→ **Aim of the task**:
Where does the word "engine" show up in the records? Copy every line that has it.

[Natural-language object grounding data]

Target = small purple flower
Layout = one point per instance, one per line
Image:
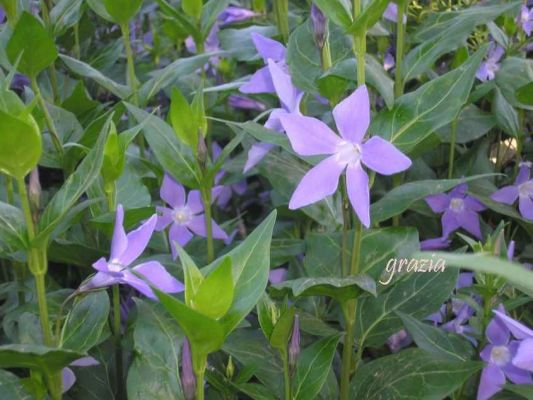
(290, 97)
(261, 80)
(125, 249)
(458, 210)
(311, 137)
(522, 189)
(185, 217)
(236, 14)
(525, 19)
(488, 68)
(498, 356)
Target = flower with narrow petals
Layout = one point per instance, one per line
(185, 215)
(488, 68)
(125, 249)
(290, 97)
(458, 210)
(311, 137)
(268, 49)
(521, 190)
(498, 356)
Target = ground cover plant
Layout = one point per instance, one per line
(255, 199)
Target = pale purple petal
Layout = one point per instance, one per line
(137, 241)
(318, 183)
(382, 157)
(256, 153)
(438, 202)
(359, 192)
(492, 380)
(159, 277)
(172, 192)
(506, 195)
(309, 136)
(352, 115)
(268, 48)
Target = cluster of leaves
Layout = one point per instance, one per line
(99, 99)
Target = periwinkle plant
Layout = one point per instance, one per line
(201, 199)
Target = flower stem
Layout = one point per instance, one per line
(452, 148)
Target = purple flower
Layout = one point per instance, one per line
(522, 189)
(245, 103)
(261, 80)
(498, 356)
(235, 14)
(524, 355)
(125, 249)
(459, 210)
(311, 137)
(290, 98)
(525, 19)
(488, 68)
(185, 216)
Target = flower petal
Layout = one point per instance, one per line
(359, 192)
(309, 136)
(158, 276)
(382, 157)
(319, 182)
(172, 192)
(352, 115)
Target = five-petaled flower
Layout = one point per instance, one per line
(185, 217)
(458, 210)
(521, 189)
(311, 137)
(125, 249)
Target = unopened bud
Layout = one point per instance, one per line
(188, 380)
(294, 346)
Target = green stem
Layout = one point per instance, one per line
(452, 148)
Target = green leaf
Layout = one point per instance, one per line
(436, 103)
(122, 10)
(74, 187)
(515, 274)
(411, 374)
(157, 338)
(443, 32)
(173, 155)
(313, 367)
(337, 288)
(402, 197)
(506, 115)
(33, 43)
(215, 294)
(87, 71)
(85, 323)
(36, 357)
(437, 341)
(418, 294)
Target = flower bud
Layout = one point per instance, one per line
(188, 380)
(294, 346)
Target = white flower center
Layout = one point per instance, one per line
(500, 355)
(182, 215)
(457, 205)
(526, 189)
(348, 153)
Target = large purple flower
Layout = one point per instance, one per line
(498, 356)
(488, 68)
(290, 97)
(125, 249)
(458, 210)
(311, 137)
(522, 189)
(261, 80)
(185, 215)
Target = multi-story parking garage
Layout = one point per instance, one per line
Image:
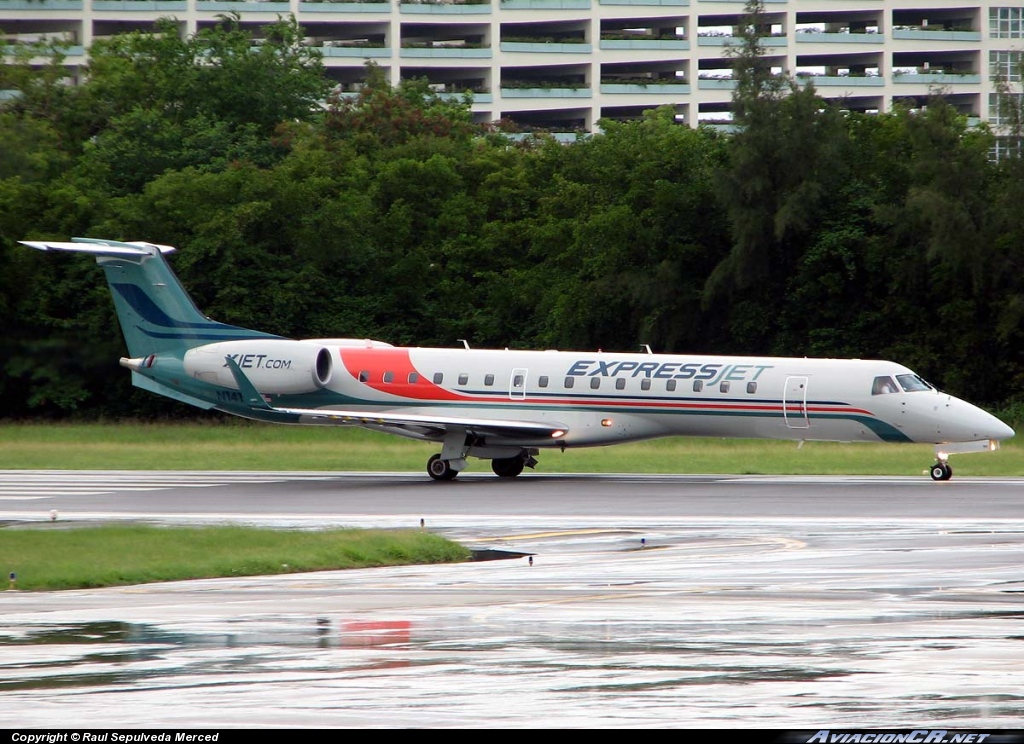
(563, 64)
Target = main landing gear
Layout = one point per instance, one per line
(440, 470)
(445, 470)
(941, 471)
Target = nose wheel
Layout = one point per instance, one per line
(941, 472)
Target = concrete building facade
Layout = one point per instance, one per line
(563, 64)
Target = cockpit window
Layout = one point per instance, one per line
(884, 385)
(913, 384)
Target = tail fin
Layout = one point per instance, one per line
(156, 312)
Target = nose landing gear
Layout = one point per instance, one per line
(941, 471)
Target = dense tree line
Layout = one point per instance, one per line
(809, 231)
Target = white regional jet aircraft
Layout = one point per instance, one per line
(507, 405)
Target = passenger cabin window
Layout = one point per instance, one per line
(913, 384)
(884, 385)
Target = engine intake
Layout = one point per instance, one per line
(273, 366)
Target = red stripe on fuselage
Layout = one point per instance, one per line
(396, 360)
(378, 361)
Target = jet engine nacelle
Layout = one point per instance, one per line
(272, 366)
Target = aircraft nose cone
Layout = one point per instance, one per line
(1001, 431)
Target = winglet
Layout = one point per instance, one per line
(249, 392)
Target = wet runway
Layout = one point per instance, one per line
(652, 602)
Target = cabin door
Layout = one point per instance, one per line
(517, 384)
(795, 403)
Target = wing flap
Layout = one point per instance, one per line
(511, 429)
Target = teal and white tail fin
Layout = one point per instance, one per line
(156, 313)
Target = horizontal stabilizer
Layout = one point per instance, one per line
(144, 383)
(100, 248)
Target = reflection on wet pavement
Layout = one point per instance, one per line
(714, 623)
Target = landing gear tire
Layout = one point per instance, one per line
(507, 467)
(439, 469)
(941, 472)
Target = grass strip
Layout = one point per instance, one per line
(54, 557)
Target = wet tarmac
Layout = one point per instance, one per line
(663, 602)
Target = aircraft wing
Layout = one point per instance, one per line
(415, 424)
(429, 425)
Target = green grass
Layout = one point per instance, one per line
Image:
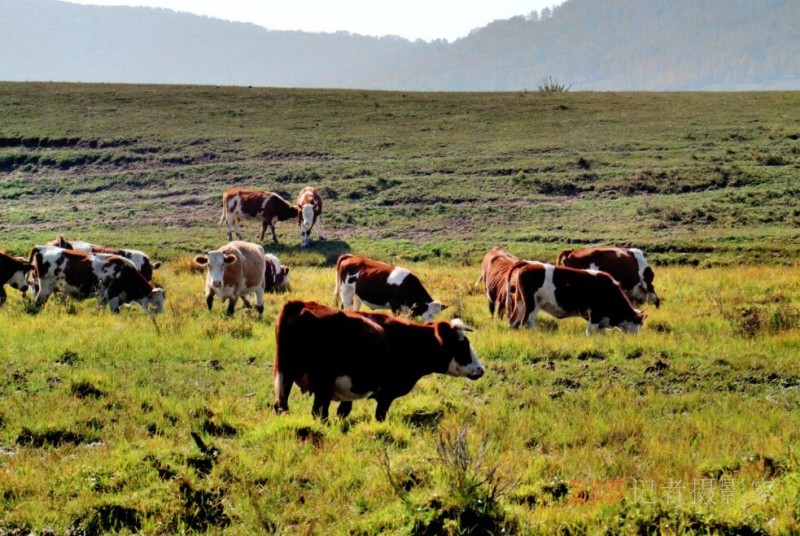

→ **Response area**:
Target = engine intake
Target = jet engine nacelle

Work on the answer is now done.